Provided text
⟨
AK Did you ever go to Simms? See, that’s where I went.

SW Simms…no.

AK It’s no longer. You probably don’t remember this. Sy Simms. It’s kind of like a, before there was Men’s Warehouse there was Simms and that’s where I bought my first two suits and I started in DC in the early 90’s. And I remember, actually I bought three suits with bonds leftover from my Bar Mitzvah money.

SW Perfect.

AK Many years later. And I remember I had three suits and those were back in the Alex P. Keaton days, right, I was wearing a bow tie, and suspenders in DC. It was a moment.

SW Yeah.

AK Cell phones were like, and nobody could see this but it was like, 12 inches.

SW It was a backpack, so.

AK Right. Right. It was a backpack.

SW And back then, we were very Blackberry. We had all kinds of Blackberries.

AK Oh, no, I had pagers. What’s your favorite story. And I know you’re five months dipped. But there’s just so many stories, right? I mean, that’s just one of thousands.

SW So, I will say this. I hesitate on this kind of question, even just chatting with my friends about it, because it’s like it exceeds the cheese.

AK And it’s also like saying, which is your favorite child.

SW Oh well that’s true.

AK I do have a favorite dog of my two dogs.

SW Well, my wife and I have four, so, four kids. So, I have no favorite kid. They all are. But, the stories from eBay are.

AK You heard it here first, no favorite child.
⟩
Source data
⟨
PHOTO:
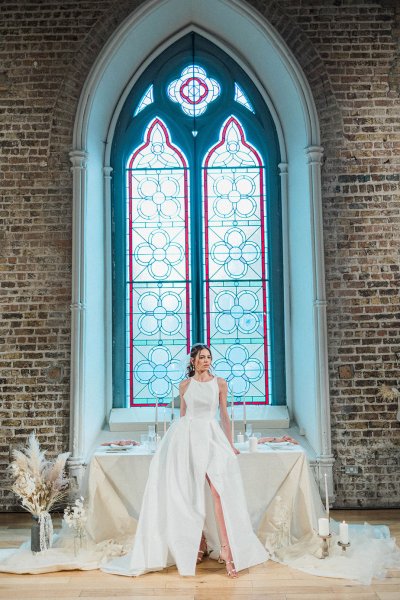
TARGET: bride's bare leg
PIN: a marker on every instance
(219, 517)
⟩
Tasks and exercises
1: Answer these from the interview, one line each:
(a) What did AK use to buy three suits?
(b) In the talk about the old days, what brand does SW say they "were very"?
(c) How many kids do SW and his wife have?
2: Please retype the part of the interview that opens with the words containing "AK It’s no longer." and closes with "SW Perfect.".
3: Do these statements agree with the interview? Give yes or no for each, with the words that settle it.
(a) AK bought his first two suits at Simms.
(b) AK started in DC in the late 90's.
(c) AK carried a Blackberry back then.

Results of the exercise
1:
(a) Bonds left over from his Bar Mitzvah money.
(b) Blackberry.
(c) Four.

2:
AK It’s no longer. You probably don’t remember this. Sy Simms. It’s kind of like a, before there was Men’s Warehouse there was Simms and that’s where I bought my first two suits and I started in DC in the early 90’s. And I remember, actually I bought three suits with bonds leftover from my Bar Mitzvah money.

SW Perfect.

3:
(a) Yes: "that’s where I bought my first two suits"
(b) No: "I started in DC in the early 90’s"
(c) No: "Oh, no, I had pagers."